## [What is expected]
Exactly as they appear, copy the lines of the listing from the one containing "Each instance of the white sneaker" through the final line, both included, and nothing else.

▶

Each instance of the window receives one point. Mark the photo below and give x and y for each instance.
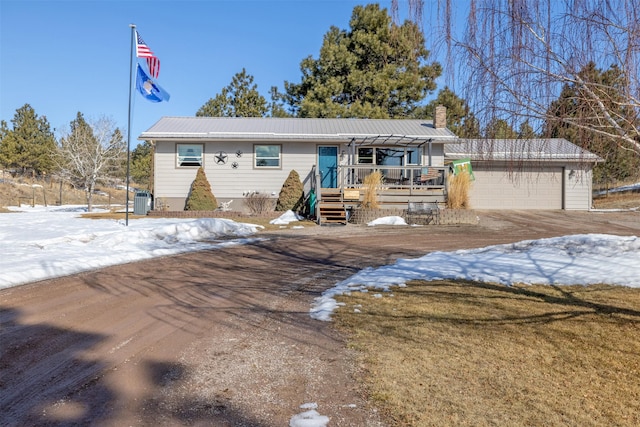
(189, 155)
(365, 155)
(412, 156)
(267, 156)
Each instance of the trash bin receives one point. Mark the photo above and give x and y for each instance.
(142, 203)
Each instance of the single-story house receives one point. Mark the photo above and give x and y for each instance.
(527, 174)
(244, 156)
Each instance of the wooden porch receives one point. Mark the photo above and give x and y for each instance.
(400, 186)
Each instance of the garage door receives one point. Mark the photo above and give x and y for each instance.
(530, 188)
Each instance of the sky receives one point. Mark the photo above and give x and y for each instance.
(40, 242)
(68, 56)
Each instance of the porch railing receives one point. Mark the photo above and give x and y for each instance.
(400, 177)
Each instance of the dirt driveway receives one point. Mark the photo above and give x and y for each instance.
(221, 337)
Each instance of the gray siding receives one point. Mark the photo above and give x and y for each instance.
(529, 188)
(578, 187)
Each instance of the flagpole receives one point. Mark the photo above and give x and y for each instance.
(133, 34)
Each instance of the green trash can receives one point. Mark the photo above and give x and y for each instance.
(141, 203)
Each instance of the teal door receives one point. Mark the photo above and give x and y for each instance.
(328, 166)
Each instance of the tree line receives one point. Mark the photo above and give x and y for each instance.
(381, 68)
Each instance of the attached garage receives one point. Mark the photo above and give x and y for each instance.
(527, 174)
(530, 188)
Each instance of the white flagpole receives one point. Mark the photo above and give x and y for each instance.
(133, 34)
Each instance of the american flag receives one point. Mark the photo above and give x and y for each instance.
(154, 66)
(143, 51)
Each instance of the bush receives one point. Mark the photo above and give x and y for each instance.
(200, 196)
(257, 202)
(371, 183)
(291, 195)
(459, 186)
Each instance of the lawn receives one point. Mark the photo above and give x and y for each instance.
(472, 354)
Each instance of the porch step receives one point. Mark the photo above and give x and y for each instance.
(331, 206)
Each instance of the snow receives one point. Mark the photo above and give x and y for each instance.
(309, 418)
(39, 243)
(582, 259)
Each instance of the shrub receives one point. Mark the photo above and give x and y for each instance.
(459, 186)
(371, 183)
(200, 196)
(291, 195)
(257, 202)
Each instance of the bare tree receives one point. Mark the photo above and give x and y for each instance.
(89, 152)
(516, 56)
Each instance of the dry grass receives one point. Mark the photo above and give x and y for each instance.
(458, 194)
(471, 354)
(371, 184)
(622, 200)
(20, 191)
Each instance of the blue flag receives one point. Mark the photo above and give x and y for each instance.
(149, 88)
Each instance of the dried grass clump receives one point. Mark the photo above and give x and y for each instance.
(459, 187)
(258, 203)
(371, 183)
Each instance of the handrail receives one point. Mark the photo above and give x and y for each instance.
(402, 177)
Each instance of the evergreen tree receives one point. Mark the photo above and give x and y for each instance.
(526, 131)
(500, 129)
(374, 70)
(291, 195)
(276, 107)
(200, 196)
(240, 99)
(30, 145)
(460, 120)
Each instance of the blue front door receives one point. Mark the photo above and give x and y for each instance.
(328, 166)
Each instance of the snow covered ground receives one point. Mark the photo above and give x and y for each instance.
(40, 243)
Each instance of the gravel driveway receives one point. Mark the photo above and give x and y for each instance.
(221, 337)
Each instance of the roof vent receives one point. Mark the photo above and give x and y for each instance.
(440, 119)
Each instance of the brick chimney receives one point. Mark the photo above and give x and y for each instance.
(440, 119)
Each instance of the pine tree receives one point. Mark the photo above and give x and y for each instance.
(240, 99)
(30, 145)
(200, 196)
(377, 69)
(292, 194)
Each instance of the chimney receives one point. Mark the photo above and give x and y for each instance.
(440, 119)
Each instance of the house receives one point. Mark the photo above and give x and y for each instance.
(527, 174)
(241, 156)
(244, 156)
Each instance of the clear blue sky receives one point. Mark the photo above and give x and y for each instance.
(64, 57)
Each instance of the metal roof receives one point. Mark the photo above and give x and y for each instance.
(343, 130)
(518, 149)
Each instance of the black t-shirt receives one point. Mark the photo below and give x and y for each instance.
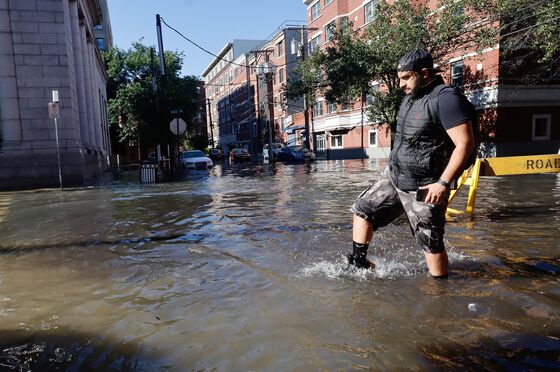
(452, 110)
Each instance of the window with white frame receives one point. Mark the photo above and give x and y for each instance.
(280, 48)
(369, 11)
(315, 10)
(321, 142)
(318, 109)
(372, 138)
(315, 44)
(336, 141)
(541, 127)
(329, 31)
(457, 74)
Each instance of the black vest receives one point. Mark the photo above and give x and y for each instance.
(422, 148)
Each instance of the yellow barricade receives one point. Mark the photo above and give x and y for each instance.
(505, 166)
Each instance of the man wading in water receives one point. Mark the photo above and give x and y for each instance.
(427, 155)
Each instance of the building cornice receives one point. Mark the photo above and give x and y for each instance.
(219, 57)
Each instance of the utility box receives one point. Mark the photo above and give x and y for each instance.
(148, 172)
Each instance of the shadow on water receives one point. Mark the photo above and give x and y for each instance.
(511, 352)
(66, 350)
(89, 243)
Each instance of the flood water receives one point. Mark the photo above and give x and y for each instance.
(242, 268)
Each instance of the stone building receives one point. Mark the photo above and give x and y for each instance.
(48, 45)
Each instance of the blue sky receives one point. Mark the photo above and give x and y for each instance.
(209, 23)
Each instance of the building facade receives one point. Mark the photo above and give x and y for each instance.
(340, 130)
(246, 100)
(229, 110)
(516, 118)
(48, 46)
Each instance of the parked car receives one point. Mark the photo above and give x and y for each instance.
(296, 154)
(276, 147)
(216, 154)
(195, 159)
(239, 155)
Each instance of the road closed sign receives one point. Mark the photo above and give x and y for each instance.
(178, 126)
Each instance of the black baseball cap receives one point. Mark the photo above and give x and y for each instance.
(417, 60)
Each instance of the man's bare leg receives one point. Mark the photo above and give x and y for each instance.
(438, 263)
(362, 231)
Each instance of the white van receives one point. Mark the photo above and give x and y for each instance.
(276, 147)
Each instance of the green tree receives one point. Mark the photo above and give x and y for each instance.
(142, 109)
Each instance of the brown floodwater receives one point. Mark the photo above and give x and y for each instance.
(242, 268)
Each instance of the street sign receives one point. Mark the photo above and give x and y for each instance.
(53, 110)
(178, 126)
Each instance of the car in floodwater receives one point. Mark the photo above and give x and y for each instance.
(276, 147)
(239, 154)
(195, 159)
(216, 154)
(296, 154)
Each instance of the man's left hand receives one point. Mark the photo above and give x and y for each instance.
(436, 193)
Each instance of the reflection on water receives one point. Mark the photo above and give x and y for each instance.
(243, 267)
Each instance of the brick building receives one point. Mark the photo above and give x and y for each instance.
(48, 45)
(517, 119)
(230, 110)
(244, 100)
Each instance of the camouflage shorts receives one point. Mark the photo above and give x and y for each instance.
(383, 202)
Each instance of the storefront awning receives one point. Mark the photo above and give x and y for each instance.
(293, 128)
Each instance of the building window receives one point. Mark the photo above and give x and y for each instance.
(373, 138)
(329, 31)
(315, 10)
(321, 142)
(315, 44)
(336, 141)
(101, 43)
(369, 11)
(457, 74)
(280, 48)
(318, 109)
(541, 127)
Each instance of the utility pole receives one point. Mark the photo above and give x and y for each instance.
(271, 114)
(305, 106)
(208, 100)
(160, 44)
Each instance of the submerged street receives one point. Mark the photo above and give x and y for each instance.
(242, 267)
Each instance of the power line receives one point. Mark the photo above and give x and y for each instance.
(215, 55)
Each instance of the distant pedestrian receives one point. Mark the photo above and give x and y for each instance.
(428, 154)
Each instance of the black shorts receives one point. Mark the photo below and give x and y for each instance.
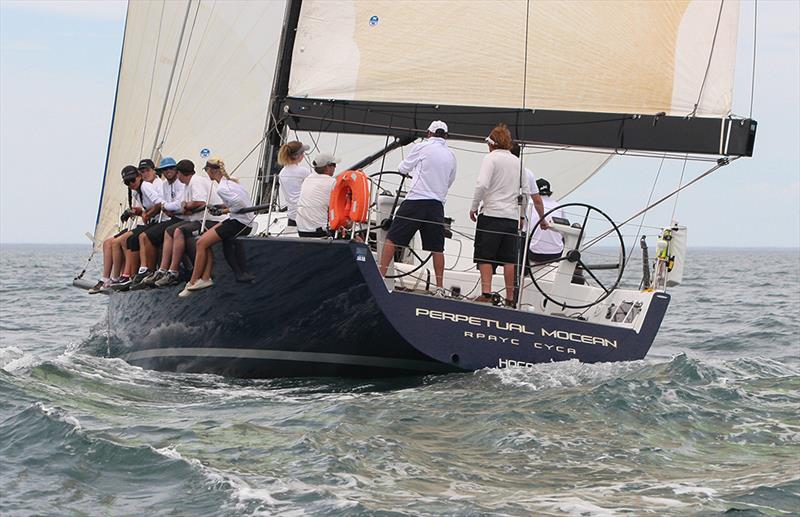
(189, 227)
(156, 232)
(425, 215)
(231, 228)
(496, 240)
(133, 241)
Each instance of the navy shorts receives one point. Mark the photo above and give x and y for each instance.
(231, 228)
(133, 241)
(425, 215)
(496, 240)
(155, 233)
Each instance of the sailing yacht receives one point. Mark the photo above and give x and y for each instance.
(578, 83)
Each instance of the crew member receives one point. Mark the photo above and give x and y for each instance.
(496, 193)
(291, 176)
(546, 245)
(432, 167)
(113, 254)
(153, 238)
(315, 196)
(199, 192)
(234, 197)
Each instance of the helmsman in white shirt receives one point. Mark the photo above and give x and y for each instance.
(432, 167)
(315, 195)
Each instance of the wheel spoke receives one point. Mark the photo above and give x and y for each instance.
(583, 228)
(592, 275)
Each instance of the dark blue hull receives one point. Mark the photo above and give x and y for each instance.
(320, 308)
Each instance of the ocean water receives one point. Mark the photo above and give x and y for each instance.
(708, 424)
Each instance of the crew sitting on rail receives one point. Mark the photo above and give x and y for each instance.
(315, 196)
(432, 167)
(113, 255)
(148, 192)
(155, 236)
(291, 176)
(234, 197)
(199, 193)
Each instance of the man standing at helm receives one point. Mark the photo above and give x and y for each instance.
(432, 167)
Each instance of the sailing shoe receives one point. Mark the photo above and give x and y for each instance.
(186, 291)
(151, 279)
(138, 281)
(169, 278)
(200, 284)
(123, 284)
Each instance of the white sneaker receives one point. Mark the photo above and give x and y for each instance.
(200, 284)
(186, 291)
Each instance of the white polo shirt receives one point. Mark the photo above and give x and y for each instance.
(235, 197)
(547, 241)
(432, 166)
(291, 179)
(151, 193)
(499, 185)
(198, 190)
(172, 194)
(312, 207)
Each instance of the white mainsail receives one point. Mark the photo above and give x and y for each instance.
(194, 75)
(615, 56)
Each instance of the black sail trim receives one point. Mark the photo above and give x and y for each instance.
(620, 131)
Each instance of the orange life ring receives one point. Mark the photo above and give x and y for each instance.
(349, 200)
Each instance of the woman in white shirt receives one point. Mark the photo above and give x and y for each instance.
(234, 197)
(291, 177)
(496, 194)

◀

## [Answer box]
Each instance of the white sneaker receives one point. Mark the photo above and give x and y for each instance.
(200, 284)
(186, 291)
Each instance of the white polo shirt receives one point. Mark the photo above and give x and y for each instance.
(235, 197)
(547, 241)
(432, 166)
(291, 179)
(151, 193)
(499, 185)
(198, 190)
(172, 194)
(312, 207)
Each instance of the white mainsail receives one point. Mark the photo above and give x and y for each instance.
(194, 75)
(615, 56)
Each instance of the black sail trim receives one point. Mark the photo above and give x and y for each instance.
(620, 131)
Each instance of the orange life ring receives one point. Mark the photo above and give x and y for each instance.
(349, 200)
Each instance of the woman in white shirt receives one point. Mark the photo above and give x and y for each instance.
(234, 197)
(291, 177)
(496, 194)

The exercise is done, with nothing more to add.